:: Bacaan ::

Bismillaahirrahmaanirrahiim :)
Selasa, 8 Juli 2014
"Kamu
pilih nomor berapa?" tanyaku dengan binar penasaran yang berantakan.
Kamu
menatapku sejenak, menghentikan adukan vanila lattemu. Menarik depan jilbabku.
Gemas.
"Satu
atau Dua?" kerjarku kian ingin tahu.
Kamu
masih sibuk mengaduk vanila lattemu yang saya yakin dia sudah manis merata.
"Nara!
Jawab dong!" seruku tak sabar. Menarik gravitasi pandang rekan satu tempat
makan, bahkan Aa Burjo ikut memandang, kaget.
Kamu
tersenyum puas, dan saya tersenyum maaf untuk semua.
"Nduk
Risa Yang Banyak Tanya, saya itu bukan mau beli togel yang harus tahu angka
atau nomor. Saya itu mau milih pemimpin Nduk." Jawabmu tenang, dengan dua
seruput kopi sesudahnya.
"Baiklah,
saudara Nara Yang Bijak calon pemimpin mana yang akan kamu pilih sembilan juli
mendatang?" redamku dengan penasaran yang enggan pergi.
"Yang
amanah dong." Ujarmu singkat, dengan alis terangkat satu. Kode bahwa kamu
sepertinya tidak tertarik membahas ini. barangkali muak juga dengan atmosfer
demokrasi yang benar benar bergejolak dimasa ini.
Beranda
sosial media yang ricuh oleh aksi tuding pencitraan pun dengan celoteh puji
mendewakan. Belum lagi pemberitaan ragam media yang enggan kalah, menghadirkan
salah satu kubu di setiap stasiun televisi swasta koalisinya. Yah, sejatinya
sayapun muak. Geliat politik yang mengundang aksi anarki antar pendukung beda
kubu, bahkan beberapa jalinan pertemanan terancam punah sebab perbedaan
dukungan. Seolah lupa bahwa proses demokrasi ini untuk membhineka.tunggal.ikakan
ragam pulau, suku, budaya, pun pandang Indonesia.

:::

▸ **Soal Latihan**:
Salin tanpa perubahan bagian cerita tentang pemilihan pemimpin yang dibuka dengan kata-kata berisi "Bismillaahirrahmaanirrahiim :)" dan ditutup dengan "kian ingin tahu.". Daftar berikut merupakan bahan tersendiri yang terpisah dari cerita di atas.

:: Data Tersimpan ::

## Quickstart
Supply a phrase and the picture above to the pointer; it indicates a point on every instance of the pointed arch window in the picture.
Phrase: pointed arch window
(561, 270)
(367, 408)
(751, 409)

:::

▸ **Jawaban Latihan**:
Bismillaahirrahmaanirrahiim :)
Selasa, 8 Juli 2014
"Kamu
pilih nomor berapa?" tanyaku dengan binar penasaran yang berantakan.
Kamu
menatapku sejenak, menghentikan adukan vanila lattemu. Menarik depan jilbabku.
Gemas.
"Satu
atau Dua?" kerjarku kian ingin tahu.